→ TASK INSTRUCTIONS: Lay out all the records below as a two-column CSV with the header input,output, one row per record. Put each record's text in the input column and its answer in the output column, and enclose each field in double quotes with any line breaks replaced by spaces.

━━━━━━━━━━━━━━━━

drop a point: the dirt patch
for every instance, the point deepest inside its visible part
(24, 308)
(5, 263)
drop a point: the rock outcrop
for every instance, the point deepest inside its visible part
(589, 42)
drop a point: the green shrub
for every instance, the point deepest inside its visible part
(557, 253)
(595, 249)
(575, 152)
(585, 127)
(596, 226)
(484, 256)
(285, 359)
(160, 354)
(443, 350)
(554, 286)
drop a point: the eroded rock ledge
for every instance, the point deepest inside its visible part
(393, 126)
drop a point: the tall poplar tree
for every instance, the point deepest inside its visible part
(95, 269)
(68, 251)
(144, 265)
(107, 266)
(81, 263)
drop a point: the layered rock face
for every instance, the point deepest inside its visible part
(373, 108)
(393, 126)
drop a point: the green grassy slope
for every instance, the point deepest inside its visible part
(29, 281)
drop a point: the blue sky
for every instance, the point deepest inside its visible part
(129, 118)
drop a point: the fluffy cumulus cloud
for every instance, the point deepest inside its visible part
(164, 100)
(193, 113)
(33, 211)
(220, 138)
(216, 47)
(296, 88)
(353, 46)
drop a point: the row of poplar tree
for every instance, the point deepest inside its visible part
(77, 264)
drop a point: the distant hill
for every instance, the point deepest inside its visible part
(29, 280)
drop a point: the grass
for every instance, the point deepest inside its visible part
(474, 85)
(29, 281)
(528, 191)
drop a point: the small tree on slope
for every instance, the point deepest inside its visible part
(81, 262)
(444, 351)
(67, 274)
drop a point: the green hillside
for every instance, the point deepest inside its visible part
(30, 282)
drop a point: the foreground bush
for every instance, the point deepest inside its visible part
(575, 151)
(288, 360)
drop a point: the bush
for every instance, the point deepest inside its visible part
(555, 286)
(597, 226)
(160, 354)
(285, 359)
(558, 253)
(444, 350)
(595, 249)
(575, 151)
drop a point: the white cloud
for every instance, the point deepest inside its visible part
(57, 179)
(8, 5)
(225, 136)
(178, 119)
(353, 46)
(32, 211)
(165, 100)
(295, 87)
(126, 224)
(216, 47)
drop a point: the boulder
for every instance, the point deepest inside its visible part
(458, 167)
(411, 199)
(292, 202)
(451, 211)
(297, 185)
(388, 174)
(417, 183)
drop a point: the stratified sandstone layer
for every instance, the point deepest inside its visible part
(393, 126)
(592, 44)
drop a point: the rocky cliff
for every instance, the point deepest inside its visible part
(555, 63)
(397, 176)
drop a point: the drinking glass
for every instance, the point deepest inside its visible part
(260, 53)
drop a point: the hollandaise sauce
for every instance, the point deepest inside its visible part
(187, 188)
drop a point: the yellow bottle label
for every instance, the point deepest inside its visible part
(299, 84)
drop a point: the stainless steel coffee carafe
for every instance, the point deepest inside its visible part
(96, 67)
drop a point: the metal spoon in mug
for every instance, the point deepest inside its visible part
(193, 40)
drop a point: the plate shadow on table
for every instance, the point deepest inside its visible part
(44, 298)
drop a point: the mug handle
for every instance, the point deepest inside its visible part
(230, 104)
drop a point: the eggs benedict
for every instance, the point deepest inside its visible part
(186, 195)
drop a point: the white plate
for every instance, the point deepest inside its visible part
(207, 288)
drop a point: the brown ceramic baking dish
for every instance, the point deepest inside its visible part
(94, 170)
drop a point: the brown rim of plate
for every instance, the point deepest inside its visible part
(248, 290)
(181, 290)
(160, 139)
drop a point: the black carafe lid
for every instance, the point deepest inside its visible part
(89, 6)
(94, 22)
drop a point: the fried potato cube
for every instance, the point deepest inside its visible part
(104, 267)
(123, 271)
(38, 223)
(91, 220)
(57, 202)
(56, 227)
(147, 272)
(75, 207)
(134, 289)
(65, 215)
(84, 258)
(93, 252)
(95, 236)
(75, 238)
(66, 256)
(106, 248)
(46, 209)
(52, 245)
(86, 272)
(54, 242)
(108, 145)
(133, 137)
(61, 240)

━━━━━━━━━━━━━━━━

→ FULL ANSWER:
input,output
"drop a point: the dirt patch for every instance, the point deepest inside its visible part","(24, 308) (5, 263)"
"drop a point: the rock outcrop for every instance, the point deepest inside its visible part","(589, 42)"
"drop a point: the green shrub for every instance, the point deepest inside its visible part","(557, 253) (595, 249) (575, 152) (585, 127) (596, 226) (484, 256) (285, 359) (160, 354) (443, 350) (554, 286)"
"drop a point: the eroded rock ledge for every instance, the point deepest inside its visible part","(393, 126)"
"drop a point: the tall poplar tree for every instance, the point deepest inside its visible part","(95, 269) (68, 251) (144, 265) (107, 266) (81, 263)"
"drop a point: the layered rock face for every instance, the point deepest inside its visible part","(373, 108) (393, 126)"
"drop a point: the green grassy slope for every instance, the point deepest inside its visible part","(29, 281)"
"drop a point: the blue sky for every instance, the point deepest inside its visible part","(129, 118)"
"drop a point: the fluffy cumulus cloud for every instance, the point deepest inside its visible part","(164, 100) (193, 113) (33, 211) (220, 138) (216, 47) (296, 88) (353, 46)"
"drop a point: the row of poplar tree for every instance, the point deepest inside its visible part","(77, 264)"
"drop a point: the distant hill for every instance, the point deepest inside its visible part","(29, 280)"
"drop a point: the grass for every instance, the point deepest inside its visible part","(474, 85) (29, 281) (528, 191)"
"drop a point: the small tree on slope for every instance, the point deepest inside its visible part","(81, 262) (444, 351) (67, 274)"
"drop a point: the green hillside for every instance, the point deepest inside its visible part","(30, 282)"
"drop a point: the foreground bush for every instance, the point deepest inside its visible part","(575, 151) (288, 360)"
"drop a point: the bush for every instance, the point deepest inside its visible part","(555, 286) (597, 226) (160, 354) (285, 359) (558, 253) (444, 350) (595, 249) (575, 151)"
"drop a point: the white cloud for every instance, the point deepest inside its visible part","(57, 179) (8, 5) (225, 136) (178, 119) (353, 46) (32, 211) (165, 100) (295, 87) (126, 224) (216, 47)"
"drop a point: the boulder for every instance, the point deepest inside its visible part","(458, 167) (411, 199) (292, 202) (451, 211) (297, 185) (388, 174) (417, 183)"
"drop a point: the stratified sandstone layer for every instance, the point deepest inside its visible part","(393, 126) (592, 44)"
"drop a point: the rocky cliff for every instance, the point deepest inside its visible part","(555, 63) (397, 176)"
"drop a point: the drinking glass for every instance, the point deepest inside its visible part","(260, 53)"
"drop a point: the hollandaise sauce for every instance, the point deepest inside its visible part","(187, 188)"
"drop a point: the yellow bottle label for every instance, the point deepest inside its visible part","(299, 84)"
"drop a point: the stainless steel coffee carafe for every instance, the point deepest inside its visible part","(96, 67)"
"drop a point: the metal spoon in mug for every instance, the point deepest inside its visible part","(193, 40)"
"drop a point: the plate shadow on table for every instance, the point deepest inside its visible part","(44, 298)"
"drop a point: the mug handle for every instance, the point deepest inside its visible part","(230, 104)"
"drop a point: the eggs benedict for every instance, the point deepest inside its visible part","(186, 195)"
"drop a point: the white plate for every instance, the point deepest inside its visible part","(207, 288)"
"drop a point: the brown ceramic baking dish for every instance, the point deepest inside its visible part","(94, 170)"
"drop a point: the brown rim of plate for every instance, the point deepest inside its visible part","(248, 290) (181, 290) (160, 139)"
"drop a point: the black carafe lid for every instance, the point deepest inside its visible part","(89, 6) (94, 22)"
"drop a point: the fried potato cube for every instance, the point deepest inside its visible part","(104, 267) (123, 271) (38, 223) (91, 220) (57, 202) (56, 227) (147, 272) (75, 207) (134, 289) (65, 215) (84, 258) (93, 252) (95, 236) (75, 238) (66, 256) (106, 248) (46, 209) (52, 245) (86, 272) (54, 242) (108, 145) (133, 137) (61, 240)"